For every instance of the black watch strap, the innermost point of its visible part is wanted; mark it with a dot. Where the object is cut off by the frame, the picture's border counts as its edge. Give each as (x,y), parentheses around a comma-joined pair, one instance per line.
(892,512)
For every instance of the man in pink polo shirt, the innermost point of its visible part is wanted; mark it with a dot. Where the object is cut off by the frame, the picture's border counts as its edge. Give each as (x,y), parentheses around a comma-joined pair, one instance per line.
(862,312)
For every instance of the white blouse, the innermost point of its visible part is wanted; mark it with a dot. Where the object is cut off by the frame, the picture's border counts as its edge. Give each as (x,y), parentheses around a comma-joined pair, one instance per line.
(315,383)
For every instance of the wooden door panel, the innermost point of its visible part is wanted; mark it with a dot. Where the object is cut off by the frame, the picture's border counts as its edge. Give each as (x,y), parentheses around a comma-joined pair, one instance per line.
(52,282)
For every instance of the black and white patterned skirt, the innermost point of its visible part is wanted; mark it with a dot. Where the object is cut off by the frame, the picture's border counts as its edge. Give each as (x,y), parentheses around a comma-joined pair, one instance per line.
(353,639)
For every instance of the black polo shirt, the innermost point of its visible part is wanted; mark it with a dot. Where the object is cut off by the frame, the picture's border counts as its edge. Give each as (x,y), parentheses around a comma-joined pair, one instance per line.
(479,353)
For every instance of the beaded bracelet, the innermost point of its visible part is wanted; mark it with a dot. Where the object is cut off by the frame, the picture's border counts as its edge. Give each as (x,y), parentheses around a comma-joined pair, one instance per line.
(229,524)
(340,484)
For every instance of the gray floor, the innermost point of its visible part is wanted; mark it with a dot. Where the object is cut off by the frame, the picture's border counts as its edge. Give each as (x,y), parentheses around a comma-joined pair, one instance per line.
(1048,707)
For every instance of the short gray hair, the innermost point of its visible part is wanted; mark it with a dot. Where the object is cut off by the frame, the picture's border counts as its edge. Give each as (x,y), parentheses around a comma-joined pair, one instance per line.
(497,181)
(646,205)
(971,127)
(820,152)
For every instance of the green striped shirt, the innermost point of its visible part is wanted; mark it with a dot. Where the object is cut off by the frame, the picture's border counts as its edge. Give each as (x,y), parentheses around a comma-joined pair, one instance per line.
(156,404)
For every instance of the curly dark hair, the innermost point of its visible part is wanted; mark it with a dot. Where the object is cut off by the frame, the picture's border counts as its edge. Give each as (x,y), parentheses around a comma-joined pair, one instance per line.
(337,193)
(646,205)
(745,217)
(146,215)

-=-=-=-=-

→ **THE TASK**: Your task is to reproduce all the material exactly as it stands.

→ **EXPECTED OUTPUT**:
For every instance of the black watch strap, the innermost point of its visible part is wanted; mark it with a dot. Where the object is cut off by the frame, the picture's border counts as its edge. Give each as (x,y), parentheses around a comma-joined pair, one instance per line.
(892,512)
For every instance of the man in pink polo shirt, the innermost point of its visible part is wanted; mark it with a dot. Where the object is cut off by the frame, the picture's border counts as its edge. Give each as (x,y), parentheses around a comma-joined pair, one instance per line.
(862,312)
For every instance of the white blouse, the innermost point of its visible part is wanted; mark it with a dot. Where the object is cut off by the frame, the picture's border counts as its edge. Give each as (x,y), parentheses around a comma-joined pair, one instance per line.
(315,383)
For every instance of the wooden door panel, the innermost point of its visible part is wanted; mark it with a dot. Where the object is cut off by the frame, the picture's border counts as its edge. Give each as (x,y), parentheses around a comma-joined pair, one instance per line.
(52,282)
For every instance of the black and white patterned skirt, the innermost point of its visible part is wanted; mark it with a dot. Where the object is cut off by the frame, the picture's border counts as its edge. Give each as (x,y), parentheses around a comma-joined pair, one instance per line.
(353,639)
For every instance of the black polo shirt, the innermost point of its visible part is wanted; mark it with a dot. Where the object is cut off by the frame, the picture's border counts as its edge. Give each as (x,y), parentheses around a comma-joined pair, one instance per line.
(479,353)
For every instance of the beaded bracelet, the innermost point of its visible part is wanted; mark it with a dot. Where the object is cut off by the frame, the picture's border counts as its edge. Give each as (x,y), parentheses around a comma-joined pair, one instance per line.
(229,524)
(340,484)
For every instance of the gray floor, the innermost point of its visible part is wanted; mark it with a dot. Where the object is cut off by the frame, the picture's border counts as its edge. Give each as (x,y), parentheses around a comma-joined pair, one instance per line.
(1048,707)
For every instance of the short gray hair, the innermost point of its visible part is wanted; mark it with a dot. Where the object is cut off by the frame, the picture's border counts as its edge. Give each as (x,y), parentheses around a comma-joined pair, one instance per line.
(497,181)
(646,205)
(971,127)
(820,152)
For every instance of the green striped shirt, the innermost point of its visible part is wanted; mark it with a dot. Where the object is cut off by the frame, the picture's border counts as its edge. Give each as (x,y), parentheses around a comma-joined pair, one instance per line.
(156,404)
For every instance of the curly dark hair, the innermost point of its visible part is wanted; mark it with a dot. Where the object is cut off by the frame, the picture's border counts as its edge. Give each as (x,y), parentheses around a comma-joined pair, one instance per line.
(337,193)
(646,205)
(745,217)
(146,215)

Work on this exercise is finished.